--- Supplied passage ---
Start

I don't do much float work but I don't think there is a single regular sine instruction only old x87 float stack ones.

I was curious what "sequence" would end up being but my compiler is too old for that intrinsic. Even godbolt didn't help for gcc or clang but it did reveal that icc produced a call https://godbolt.org/z/a3EsKK4aY

AlotOfReading•1h ago

I'm pretty sure it's not faster, but it was fun to write:

    float asin(float x) {
      float x2 = 1.0f-fabs(x);
      u32 i = bitcast(x2);
      i = 0x5f3759df - (i>>1);
      float inv = bitcast(i);
      return copysign(pi/2-pi/2*(x2*inv),x);
    }

Courtesy of evil floating point bithacks.

def-pri-pub•52m ago

> floating point bithacks

The forbidden magic

chuckadams•49m ago

You brought Zalgo. I blame this decade on you.

moffkalast•42m ago

> float asinine(float x) {

FTFY :P

adampunk•16m ago

// what the fuck

LegionMammal978•57m ago

In general, I find that minimax approximation is an underappreciated tool, especially the quite simple Remez algorithm to generate an optimal polynomial approximation [0]. With some modifications, you can adapt it to optimize for either absolute or relative error within an interval, or even come up with rational-function approximations. (Though unfortunately, many presentations of the algorithm use overly-simple forms of sample point selection that can break down on nontrivial input curves, especially if they contain small oscillations.)

End

--- Rows ---
Start

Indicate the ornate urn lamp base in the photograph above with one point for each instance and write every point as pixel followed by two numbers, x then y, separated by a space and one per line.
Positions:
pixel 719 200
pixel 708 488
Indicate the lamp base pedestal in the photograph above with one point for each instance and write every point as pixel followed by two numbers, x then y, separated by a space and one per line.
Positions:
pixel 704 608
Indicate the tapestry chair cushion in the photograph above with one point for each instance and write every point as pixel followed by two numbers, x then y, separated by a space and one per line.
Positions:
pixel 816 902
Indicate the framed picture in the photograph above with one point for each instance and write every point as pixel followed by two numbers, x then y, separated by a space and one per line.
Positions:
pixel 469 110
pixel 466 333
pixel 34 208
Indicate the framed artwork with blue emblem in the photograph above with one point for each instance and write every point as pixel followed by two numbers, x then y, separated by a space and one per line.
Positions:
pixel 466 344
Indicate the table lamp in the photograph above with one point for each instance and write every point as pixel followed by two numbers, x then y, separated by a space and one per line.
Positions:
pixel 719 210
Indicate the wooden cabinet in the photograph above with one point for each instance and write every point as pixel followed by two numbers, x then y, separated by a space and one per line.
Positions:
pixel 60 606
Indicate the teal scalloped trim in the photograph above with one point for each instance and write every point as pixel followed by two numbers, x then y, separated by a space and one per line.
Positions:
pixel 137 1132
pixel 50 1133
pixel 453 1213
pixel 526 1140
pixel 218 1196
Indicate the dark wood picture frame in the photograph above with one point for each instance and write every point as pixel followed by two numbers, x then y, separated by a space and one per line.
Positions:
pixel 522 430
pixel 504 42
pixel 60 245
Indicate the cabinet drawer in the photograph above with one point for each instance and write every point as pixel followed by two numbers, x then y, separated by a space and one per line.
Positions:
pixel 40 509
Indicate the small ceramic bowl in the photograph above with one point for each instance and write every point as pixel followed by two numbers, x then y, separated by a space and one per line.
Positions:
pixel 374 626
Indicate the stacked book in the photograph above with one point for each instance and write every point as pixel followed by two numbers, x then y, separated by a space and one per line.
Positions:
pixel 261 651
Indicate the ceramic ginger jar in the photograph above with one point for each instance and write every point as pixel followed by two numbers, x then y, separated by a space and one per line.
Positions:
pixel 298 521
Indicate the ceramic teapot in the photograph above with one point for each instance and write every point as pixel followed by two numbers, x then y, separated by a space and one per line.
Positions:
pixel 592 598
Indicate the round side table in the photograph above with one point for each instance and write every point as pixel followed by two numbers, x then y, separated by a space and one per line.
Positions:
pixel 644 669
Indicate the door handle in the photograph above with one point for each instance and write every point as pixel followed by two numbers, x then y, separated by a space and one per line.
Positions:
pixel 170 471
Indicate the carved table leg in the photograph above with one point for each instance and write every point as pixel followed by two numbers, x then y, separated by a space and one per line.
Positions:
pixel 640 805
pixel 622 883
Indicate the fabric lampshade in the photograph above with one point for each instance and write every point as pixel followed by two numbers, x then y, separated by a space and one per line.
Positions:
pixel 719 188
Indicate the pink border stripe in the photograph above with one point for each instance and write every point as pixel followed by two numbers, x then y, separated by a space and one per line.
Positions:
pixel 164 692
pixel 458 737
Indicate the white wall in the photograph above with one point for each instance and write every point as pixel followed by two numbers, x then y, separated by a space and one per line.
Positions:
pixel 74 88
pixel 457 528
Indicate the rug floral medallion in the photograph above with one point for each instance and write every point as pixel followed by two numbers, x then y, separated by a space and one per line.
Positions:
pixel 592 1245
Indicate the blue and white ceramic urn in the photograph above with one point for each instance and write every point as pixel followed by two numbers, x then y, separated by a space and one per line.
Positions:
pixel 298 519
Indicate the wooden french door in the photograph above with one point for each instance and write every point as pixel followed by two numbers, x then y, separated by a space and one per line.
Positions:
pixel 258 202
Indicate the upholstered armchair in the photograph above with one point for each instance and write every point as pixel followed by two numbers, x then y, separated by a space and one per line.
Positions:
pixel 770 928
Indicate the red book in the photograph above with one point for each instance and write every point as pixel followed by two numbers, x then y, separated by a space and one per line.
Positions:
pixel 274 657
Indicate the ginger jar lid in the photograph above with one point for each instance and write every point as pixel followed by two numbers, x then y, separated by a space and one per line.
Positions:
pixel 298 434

End

--- Required work ---
1 – In the thread on float approximations, which compiler did godbolt show producing a call?
2 – Translate this sentence from the thread on float approximations into French: "With some modifications, you can adapt it to optimize for either absolute or relative error within an interval, or even come up with rational-function approximations."
You won't need the material here.

--- Per-task answers ---
1 – icc

2 – Avec quelques modifications, on peut l'adapter pour optimiser soit l'erreur absolue, soit l'erreur relative sur un intervalle, ou même obtenir des approximations par fonctions rationnelles.